課題の条件:
A – ドーフィネ第5ステージの記事から、「ポイント賞ジャージ着るファンデルプール photo:A.S.O.」から「ナディアーズ)が飛び出した。」までの部分をそのまま出力すること。
B – ドーフィネ第5ステージの記事をもとに、次の問いに答えてください。
(i) この日のステージの距離は何kmか。
(ii) 最初の2時間の平均スピードは何km/hだったか。
(iii) ワールドツアー初勝利を掴んだ選手は誰か。
C – ドーフィネ第5ステージの記事を、示された最後の文の後から書き継ぐこと。

読解用抜粋:
-*-

スプリント勝負となったクリテリウム・デュ・ドーフィネ第5ステージ。落車リタイアしたアッカーマンに代わり、スプリントに臨んだジェイク・スチュワート(イギリス、イスラエル・プレミアテック)がワールドツアー初勝利を掴んだ。



ポイント賞ジャージ着るファンデルプール photo:A.S.O.
スプリント勝利を狙うミラン photo:A.S.O.


前日勝者でリーダージャージを纏うレムコ・エヴェネプール(ベルギー、スーダル・クイックステップ) photo:A.S.O.

クリテリウム・デュ・ドーフィネ(UCIワールドツアー)も後半戦に突入し、5日目の舞台は183kmの丘陵ステージ。コースに設定されたカテゴリー山岳は4つだが、いずれも勾配が緩いため、ジョナタン・ミラン(イタリア、リドル・トレック)らスプリンターたちにとって今大会最大のチャンスと見られた。

最初の2時間が平均スピード45km/hのハイペースとなったこの日、リドル・トレックがコントロールするメイン集団から5名が逃げグループを形成。ワールドチーム残留を目指すアルケア・B&Bホテルズは2名を送り込み、同じく降格圏内にいるコフィディスからはバンジャマン・トマ(フランス)が加わった。山岳が連続するレース後半に入るとプロトンからは散発的なアタックが繰り返され、トタルエネルジーの2名とトビアス・フォス(ノルウェー、イネオス・グレナディアーズ)が飛び出した。

-*-

記録データ:
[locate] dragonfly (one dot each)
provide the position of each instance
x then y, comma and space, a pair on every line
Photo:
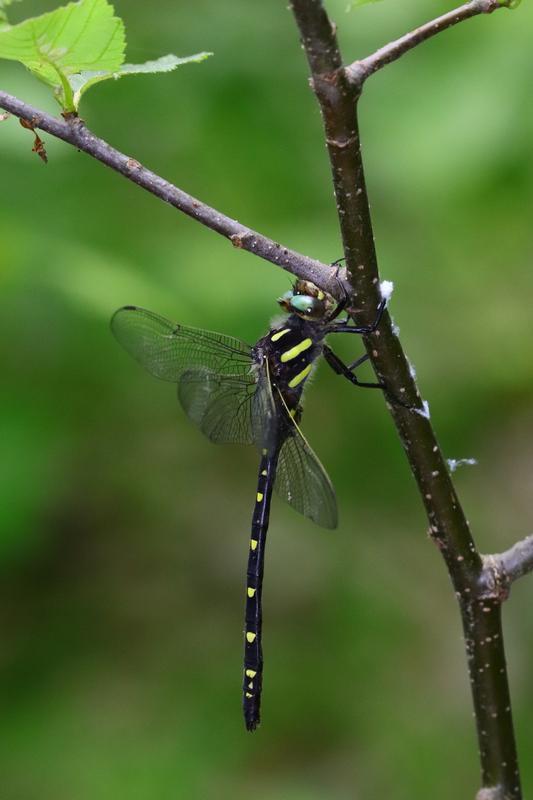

-*-

問題の解答:
A –
ポイント賞ジャージ着るファンデルプール photo:A.S.O.
スプリント勝利を狙うミラン photo:A.S.O.


前日勝者でリーダージャージを纏うレムコ・エヴェネプール(ベルギー、スーダル・クイックステップ) photo:A.S.O.

クリテリウム・デュ・ドーフィネ(UCIワールドツアー)も後半戦に突入し、5日目の舞台は183kmの丘陵ステージ。コースに設定されたカテゴリー山岳は4つだが、いずれも勾配が緩いため、ジョナタン・ミラン(イタリア、リドル・トレック)らスプリンターたちにとって今大会最大のチャンスと見られた。

最初の2時間が平均スピード45km/hのハイペースとなったこの日、リドル・トレックがコントロールするメイン集団から5名が逃げグループを形成。ワールドチーム残留を目指すアルケア・B&Bホテルズは2名を送り込み、同じく降格圏内にいるコフィディスからはバンジャマン・トマ(フランス)が加わった。山岳が連続するレース後半に入るとプロトンからは散発的なアタックが繰り返され、トタルエネルジーの2名とトビアス・フォス(ノルウェー、イネオス・グレナディアーズ)が飛び出した。

B –
(i) 183km
(ii) 45km/h
(iii) ジェイク・スチュワート

C –
逃げへの合流を目指した3名だったがペースは上がらず、プロトンから飛び出したアレックス・ボーダン(フランス、EFエデュケーション・イージーポスト)らの合流を許してしまう。逃げ、追走集団、そしてプロトンという展開でレースが進むなか、レース序盤に落車したアロルド・テハダ(コロンビア、XDSアスタナ)がバイクを降りる。第3ステージで逃げから2位に入り、総合7位につけていたテハダは右手の第4中手骨骨折が発覚し、予定していたツール・ド・フランスへの出場が不透明になった。

フランス出身の選手が4名入った5名による逃げグループ photo:A.S.O.

さらに残り58km地点では、パスカル・アッカーマン(ドイツ、イスラエル・プレミアテック)が落車し、リタイアを余儀なくされる。この日の優勝候補の1人であったエーススプリンターを失ったイスラエル・プレミアテックは、ジェイク・スチュワート(イギリス)に勝負を託すこととなった。

メイン集団は追走集団を吸収し、リドル・トレックは1分30秒先にいる逃げ集団を追いかける。そして残り32.5km地点から始まる最終3級山岳(距離5.3km/平均4.6%)に入ると、アルペシン・ドゥクーニンクが集団先頭に人数を集め、ハイスピードの牽引をスタート。その狙いはミランらスプリンターをふるい落とし、マチュー・ファンデルプール(オランダ)を有利にすることだったが、一度遅れたミランはチームメイトのアシストによって集団復帰を果たした。

プロトンはリドル・トレックがコントロールした photo:A.S.O.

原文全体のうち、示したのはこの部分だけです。